**RAW DATA**.
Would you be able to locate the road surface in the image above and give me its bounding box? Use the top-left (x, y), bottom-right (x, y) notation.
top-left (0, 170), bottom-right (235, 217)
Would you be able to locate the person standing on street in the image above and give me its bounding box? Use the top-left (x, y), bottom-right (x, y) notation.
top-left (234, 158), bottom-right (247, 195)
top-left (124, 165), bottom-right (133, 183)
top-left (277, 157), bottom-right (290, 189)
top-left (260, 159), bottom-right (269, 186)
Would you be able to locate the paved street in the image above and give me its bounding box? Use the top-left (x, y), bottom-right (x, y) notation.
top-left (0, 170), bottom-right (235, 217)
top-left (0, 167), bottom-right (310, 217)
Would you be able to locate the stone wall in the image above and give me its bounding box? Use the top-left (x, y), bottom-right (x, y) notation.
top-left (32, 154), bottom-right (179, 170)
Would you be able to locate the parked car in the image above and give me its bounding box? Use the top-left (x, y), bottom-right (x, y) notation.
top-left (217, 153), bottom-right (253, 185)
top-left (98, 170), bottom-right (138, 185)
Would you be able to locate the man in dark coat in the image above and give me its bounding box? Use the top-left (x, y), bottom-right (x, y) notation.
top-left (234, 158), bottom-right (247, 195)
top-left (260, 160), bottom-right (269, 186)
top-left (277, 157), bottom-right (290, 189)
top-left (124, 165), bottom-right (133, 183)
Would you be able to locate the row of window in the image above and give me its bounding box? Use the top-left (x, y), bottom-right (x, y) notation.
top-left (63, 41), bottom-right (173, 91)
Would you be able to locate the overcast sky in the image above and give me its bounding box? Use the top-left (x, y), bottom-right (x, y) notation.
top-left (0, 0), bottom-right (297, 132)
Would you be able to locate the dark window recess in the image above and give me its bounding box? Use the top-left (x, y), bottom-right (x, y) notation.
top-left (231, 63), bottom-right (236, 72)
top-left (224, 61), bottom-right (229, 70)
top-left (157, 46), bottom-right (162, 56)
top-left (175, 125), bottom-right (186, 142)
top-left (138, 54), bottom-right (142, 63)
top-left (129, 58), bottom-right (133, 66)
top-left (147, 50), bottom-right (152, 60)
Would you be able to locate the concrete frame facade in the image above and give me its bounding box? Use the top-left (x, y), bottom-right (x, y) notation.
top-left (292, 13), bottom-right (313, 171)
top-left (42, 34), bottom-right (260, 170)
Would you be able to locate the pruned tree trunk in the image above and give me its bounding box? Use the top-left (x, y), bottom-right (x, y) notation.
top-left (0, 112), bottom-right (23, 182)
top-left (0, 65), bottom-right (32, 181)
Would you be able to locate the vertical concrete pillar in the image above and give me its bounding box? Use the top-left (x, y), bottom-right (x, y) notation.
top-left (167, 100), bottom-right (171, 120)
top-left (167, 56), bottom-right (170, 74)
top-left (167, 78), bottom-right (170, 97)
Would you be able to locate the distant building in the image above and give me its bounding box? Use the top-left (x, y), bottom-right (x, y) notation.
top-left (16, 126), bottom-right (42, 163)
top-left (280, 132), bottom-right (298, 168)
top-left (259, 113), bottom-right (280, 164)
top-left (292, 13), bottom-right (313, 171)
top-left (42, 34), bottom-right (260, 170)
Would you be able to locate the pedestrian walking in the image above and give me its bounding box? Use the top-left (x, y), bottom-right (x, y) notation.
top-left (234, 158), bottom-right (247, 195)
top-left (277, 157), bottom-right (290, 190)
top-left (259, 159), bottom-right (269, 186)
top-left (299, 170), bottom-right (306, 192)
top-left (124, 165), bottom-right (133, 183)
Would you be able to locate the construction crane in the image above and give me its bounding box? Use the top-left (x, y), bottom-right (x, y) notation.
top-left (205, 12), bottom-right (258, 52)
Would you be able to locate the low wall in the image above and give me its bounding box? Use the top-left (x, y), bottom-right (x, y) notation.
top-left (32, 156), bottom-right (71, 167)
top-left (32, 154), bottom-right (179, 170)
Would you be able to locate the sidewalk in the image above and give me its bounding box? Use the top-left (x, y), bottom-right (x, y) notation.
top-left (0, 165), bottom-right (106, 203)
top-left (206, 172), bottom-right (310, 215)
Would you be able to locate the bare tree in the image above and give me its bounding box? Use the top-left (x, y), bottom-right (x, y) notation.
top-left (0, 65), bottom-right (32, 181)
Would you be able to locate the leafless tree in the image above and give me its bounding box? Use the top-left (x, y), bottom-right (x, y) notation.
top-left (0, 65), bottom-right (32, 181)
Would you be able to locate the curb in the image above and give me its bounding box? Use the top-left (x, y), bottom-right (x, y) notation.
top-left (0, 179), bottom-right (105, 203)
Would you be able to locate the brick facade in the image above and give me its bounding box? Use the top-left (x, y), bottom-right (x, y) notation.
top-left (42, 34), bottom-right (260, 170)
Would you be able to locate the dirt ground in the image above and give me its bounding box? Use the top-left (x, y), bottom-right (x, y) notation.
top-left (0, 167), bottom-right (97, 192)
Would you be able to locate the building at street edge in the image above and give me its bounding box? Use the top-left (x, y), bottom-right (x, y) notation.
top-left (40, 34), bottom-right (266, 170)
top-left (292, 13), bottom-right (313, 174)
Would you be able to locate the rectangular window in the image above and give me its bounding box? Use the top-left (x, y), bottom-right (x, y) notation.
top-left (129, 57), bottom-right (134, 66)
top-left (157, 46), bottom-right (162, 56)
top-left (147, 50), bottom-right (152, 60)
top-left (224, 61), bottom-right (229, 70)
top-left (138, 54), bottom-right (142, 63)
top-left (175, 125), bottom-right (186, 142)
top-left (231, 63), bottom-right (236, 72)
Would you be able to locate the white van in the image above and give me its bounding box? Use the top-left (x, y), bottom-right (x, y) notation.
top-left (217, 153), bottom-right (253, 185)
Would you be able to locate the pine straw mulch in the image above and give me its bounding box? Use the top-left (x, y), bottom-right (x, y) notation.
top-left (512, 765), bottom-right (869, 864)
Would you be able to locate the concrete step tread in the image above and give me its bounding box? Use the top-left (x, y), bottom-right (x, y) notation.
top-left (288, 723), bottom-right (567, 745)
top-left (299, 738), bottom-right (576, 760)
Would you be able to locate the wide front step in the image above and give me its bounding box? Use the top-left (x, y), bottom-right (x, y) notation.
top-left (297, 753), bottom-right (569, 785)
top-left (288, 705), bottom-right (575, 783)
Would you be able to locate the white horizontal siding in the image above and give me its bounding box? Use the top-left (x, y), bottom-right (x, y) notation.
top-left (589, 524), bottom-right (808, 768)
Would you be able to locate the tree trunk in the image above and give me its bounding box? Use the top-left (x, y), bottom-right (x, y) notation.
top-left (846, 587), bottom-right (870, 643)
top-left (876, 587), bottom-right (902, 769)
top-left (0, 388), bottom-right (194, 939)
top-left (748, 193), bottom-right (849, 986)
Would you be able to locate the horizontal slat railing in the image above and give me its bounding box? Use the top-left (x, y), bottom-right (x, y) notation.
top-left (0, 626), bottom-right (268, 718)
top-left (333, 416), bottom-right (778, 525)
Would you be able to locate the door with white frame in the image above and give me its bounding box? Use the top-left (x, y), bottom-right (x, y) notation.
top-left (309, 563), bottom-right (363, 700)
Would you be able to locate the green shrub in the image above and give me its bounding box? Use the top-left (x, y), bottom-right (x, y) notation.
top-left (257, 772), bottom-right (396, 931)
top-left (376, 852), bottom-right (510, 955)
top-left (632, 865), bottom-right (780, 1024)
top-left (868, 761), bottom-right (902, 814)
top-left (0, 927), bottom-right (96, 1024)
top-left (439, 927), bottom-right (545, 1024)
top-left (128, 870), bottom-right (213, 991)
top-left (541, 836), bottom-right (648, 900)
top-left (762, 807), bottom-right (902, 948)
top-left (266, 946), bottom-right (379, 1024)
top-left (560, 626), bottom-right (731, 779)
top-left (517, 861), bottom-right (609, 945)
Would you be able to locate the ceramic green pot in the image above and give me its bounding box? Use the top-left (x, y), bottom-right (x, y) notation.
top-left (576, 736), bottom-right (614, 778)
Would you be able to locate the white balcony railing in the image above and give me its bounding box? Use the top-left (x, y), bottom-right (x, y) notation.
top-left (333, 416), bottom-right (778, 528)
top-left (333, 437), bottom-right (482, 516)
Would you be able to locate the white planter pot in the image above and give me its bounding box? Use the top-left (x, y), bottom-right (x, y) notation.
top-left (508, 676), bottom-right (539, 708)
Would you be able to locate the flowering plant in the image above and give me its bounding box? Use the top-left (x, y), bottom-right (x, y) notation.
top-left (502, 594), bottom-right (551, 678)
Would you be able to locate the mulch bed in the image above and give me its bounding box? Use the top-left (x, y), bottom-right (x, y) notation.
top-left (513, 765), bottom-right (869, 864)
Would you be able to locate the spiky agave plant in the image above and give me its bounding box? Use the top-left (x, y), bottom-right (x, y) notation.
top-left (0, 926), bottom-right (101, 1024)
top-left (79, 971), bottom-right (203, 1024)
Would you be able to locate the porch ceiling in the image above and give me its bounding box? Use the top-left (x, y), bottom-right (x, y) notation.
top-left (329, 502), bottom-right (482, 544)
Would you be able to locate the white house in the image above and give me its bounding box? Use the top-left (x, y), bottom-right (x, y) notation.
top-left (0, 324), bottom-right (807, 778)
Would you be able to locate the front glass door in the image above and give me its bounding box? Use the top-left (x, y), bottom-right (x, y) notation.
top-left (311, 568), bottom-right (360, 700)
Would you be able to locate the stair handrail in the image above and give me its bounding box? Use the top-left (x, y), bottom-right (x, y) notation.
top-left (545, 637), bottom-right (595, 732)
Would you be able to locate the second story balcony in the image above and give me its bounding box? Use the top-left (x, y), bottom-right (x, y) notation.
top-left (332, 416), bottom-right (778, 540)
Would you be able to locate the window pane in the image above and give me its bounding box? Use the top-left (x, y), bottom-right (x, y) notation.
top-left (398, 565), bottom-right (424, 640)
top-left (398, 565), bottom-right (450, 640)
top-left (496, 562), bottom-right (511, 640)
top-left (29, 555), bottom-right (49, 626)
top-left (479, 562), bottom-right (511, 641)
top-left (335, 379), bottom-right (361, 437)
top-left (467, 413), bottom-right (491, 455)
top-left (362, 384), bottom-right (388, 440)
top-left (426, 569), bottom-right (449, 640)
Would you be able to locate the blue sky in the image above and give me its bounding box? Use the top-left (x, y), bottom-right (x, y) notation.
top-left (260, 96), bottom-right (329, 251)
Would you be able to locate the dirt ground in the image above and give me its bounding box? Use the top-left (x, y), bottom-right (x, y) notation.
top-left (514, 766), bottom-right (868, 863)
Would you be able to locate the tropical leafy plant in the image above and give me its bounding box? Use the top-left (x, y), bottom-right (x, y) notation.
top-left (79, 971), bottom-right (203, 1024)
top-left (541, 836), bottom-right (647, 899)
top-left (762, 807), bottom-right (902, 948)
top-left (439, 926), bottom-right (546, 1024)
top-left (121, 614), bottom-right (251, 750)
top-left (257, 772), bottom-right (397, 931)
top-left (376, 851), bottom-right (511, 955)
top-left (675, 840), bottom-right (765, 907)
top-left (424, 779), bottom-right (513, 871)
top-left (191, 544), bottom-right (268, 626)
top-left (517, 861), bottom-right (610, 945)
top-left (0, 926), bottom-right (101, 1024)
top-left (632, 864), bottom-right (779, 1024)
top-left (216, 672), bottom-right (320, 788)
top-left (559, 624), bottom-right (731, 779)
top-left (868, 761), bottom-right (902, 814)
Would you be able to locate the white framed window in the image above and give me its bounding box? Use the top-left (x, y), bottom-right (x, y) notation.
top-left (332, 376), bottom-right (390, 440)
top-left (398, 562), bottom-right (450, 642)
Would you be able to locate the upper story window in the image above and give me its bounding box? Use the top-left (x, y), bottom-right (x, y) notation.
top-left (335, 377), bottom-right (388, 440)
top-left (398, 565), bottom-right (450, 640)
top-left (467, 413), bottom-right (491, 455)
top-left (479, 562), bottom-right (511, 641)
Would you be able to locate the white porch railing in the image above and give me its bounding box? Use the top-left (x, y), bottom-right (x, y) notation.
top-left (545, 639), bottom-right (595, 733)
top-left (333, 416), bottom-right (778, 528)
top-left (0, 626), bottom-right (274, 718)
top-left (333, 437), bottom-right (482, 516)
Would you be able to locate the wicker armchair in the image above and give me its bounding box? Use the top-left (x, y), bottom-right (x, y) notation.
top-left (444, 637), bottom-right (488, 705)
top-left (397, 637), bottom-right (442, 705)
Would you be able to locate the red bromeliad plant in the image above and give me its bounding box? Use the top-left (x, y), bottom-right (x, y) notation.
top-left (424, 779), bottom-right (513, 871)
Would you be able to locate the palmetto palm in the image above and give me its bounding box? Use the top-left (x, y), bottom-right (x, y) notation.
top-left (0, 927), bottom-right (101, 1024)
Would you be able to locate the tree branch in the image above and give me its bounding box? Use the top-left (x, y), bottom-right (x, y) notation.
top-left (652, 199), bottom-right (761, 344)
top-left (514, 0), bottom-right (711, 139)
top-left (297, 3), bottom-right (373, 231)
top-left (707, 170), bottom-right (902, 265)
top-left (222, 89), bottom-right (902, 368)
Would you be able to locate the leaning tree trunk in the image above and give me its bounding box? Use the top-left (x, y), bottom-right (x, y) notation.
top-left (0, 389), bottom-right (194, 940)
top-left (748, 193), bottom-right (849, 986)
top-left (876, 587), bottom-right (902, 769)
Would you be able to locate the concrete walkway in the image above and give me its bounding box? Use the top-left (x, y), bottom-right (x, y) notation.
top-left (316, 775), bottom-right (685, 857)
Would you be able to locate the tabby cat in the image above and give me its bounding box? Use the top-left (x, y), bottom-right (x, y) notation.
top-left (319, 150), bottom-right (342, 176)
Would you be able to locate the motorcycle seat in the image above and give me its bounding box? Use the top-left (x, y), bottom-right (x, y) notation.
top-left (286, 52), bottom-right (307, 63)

**TASK DETAILS**.
Copy out, word for word, the part of the rows above that opens with the line containing "Would you be able to locate the blue" and closes with the line containing "top-left (514, 766), bottom-right (868, 863)", including both of those lines.

**THE SOLUTION**.
Would you be able to locate the blue sky in the image above and give me its bounding box? Use the top-left (x, y), bottom-right (x, y) notation.
top-left (260, 96), bottom-right (329, 251)
Would you be able to locate the dirt ground in the image above and give me its bounding box? Use the top-left (x, y), bottom-right (x, y) notation.
top-left (514, 766), bottom-right (868, 863)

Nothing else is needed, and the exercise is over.